■ Examples of point labeling:
*-*-*

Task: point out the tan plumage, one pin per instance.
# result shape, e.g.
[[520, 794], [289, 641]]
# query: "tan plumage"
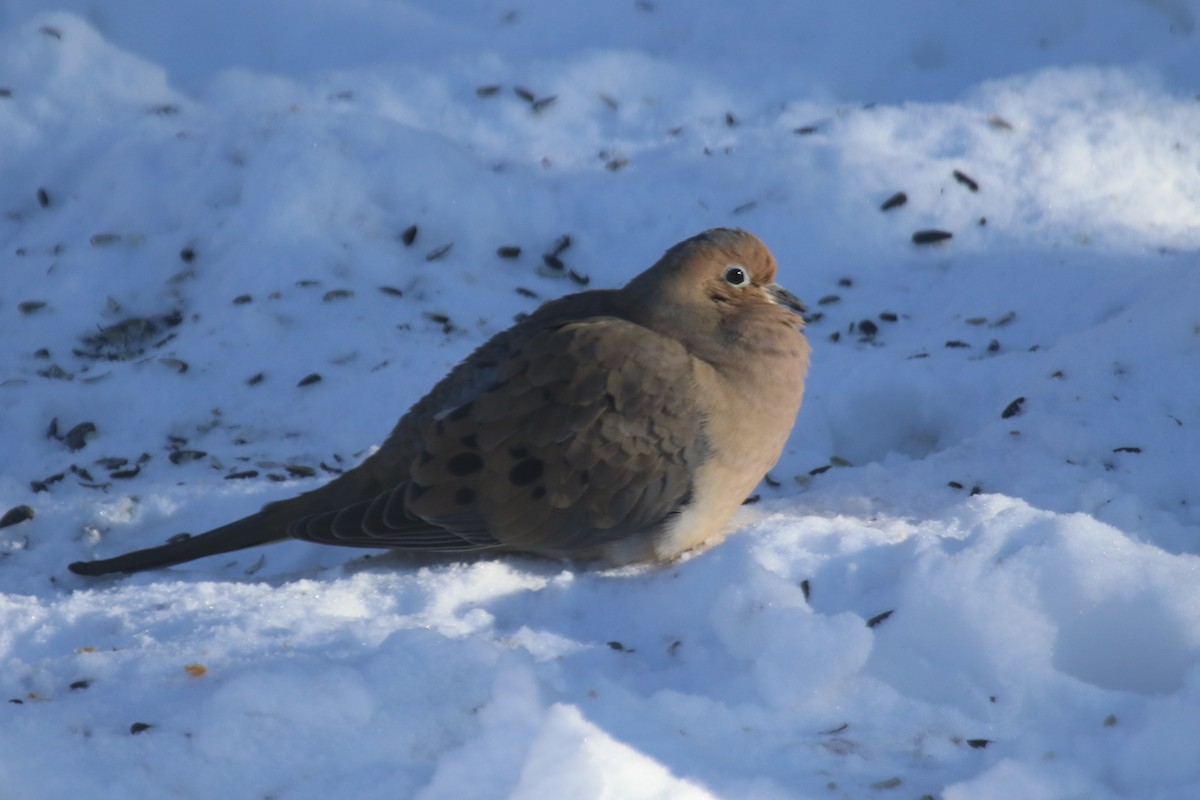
[[619, 425]]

*-*-*

Rewrite every line of the material above, requests included, and scale each point coordinate in the answers by 2.6, rounding to whole numbers with halves going up, while keeping the numbers in the requests and their format samples unchanged. Leave the pictures out of your answer.

Task: point out the tan plumage, one pin per instance.
# result shape, e.g.
[[520, 794], [289, 641]]
# query: "tan plumage"
[[1609, 1105]]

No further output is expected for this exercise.